What you are asked to do:
Reproduce the listing from the line with "Task: pick out green sepal, one" to the line with "Target: detached petal", both included, replacing "detached petal" with "loose petal" and leaving everything else unchanged. Give only those lines.

========

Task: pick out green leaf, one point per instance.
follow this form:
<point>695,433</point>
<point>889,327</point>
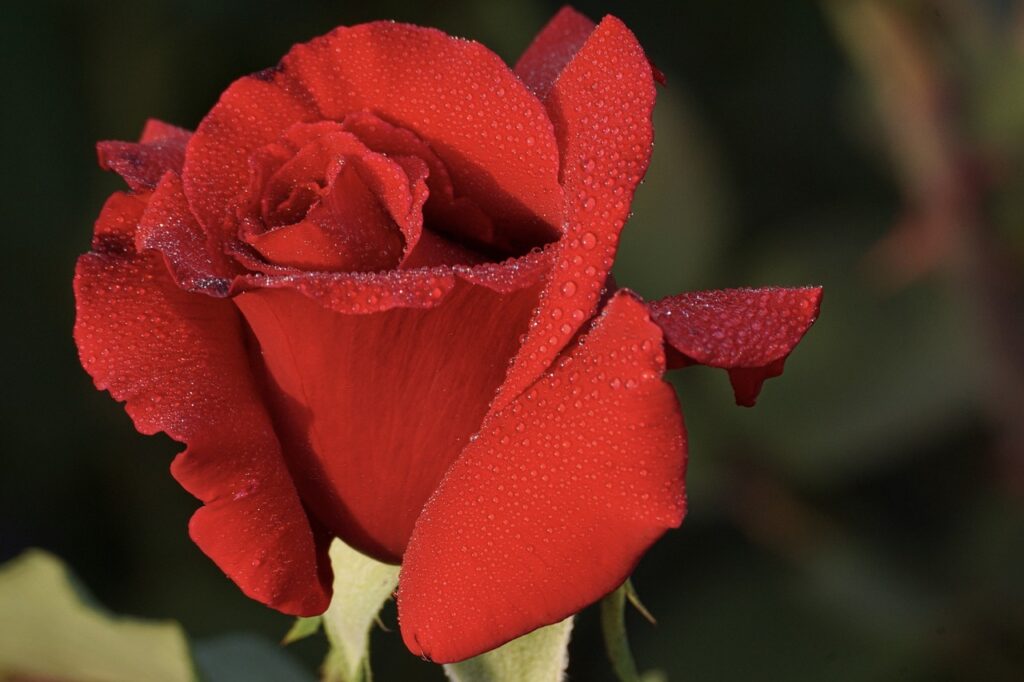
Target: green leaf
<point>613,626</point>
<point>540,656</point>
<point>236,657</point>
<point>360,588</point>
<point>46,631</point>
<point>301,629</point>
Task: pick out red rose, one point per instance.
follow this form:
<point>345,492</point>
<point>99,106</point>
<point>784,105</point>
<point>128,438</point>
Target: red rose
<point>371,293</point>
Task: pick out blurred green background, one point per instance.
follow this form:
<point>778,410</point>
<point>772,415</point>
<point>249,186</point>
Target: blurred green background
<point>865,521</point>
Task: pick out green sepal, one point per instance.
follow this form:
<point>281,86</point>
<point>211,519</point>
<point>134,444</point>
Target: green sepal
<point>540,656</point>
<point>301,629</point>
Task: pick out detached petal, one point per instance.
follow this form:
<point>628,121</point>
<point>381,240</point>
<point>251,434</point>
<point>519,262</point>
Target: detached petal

========

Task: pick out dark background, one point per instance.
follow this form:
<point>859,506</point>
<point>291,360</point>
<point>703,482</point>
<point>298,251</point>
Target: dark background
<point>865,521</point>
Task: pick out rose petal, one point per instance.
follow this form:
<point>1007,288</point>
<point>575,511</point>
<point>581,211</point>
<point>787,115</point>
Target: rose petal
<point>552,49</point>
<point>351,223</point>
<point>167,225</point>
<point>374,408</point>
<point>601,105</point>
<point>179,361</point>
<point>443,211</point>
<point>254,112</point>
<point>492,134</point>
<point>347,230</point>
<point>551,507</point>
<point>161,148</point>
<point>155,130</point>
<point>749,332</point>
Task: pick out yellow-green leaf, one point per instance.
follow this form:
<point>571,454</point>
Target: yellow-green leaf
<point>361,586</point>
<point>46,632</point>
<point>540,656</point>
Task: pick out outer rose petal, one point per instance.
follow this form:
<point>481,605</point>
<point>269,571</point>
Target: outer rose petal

========

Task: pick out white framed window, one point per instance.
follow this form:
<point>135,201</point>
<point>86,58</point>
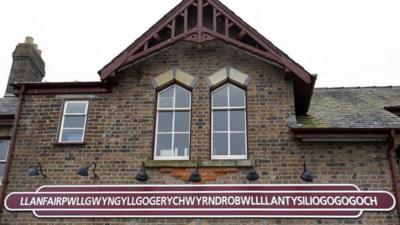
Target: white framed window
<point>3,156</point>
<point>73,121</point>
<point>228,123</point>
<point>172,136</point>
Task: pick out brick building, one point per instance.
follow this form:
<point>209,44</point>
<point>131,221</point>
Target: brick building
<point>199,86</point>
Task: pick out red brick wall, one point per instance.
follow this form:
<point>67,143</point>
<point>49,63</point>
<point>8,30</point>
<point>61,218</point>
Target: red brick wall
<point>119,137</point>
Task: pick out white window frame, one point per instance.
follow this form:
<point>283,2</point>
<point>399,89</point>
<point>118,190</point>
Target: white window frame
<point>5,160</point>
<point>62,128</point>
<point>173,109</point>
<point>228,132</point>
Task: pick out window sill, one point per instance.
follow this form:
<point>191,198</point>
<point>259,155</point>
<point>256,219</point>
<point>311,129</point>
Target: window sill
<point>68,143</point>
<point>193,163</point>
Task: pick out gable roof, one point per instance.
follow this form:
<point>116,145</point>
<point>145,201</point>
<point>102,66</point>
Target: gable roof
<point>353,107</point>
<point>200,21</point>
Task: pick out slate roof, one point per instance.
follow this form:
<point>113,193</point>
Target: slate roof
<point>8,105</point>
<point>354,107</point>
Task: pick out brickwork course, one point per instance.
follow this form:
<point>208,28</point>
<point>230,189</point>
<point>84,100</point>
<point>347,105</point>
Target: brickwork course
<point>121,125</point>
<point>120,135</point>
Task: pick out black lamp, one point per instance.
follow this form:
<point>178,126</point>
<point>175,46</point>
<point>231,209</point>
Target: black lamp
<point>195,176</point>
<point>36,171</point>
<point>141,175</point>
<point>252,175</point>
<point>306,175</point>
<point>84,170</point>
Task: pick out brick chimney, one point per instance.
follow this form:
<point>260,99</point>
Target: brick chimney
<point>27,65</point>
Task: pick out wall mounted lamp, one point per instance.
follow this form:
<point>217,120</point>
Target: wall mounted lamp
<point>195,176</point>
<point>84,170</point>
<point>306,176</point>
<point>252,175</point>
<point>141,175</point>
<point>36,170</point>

========

Task result:
Task: pick out green sepal, one point per instance.
follow this form:
<point>281,86</point>
<point>211,519</point>
<point>134,444</point>
Target: green sepal
<point>540,656</point>
<point>301,629</point>
Task: pick out loose petal, one point per instance.
follow this form:
<point>628,121</point>
<point>381,240</point>
<point>251,434</point>
<point>519,262</point>
Target: loose petal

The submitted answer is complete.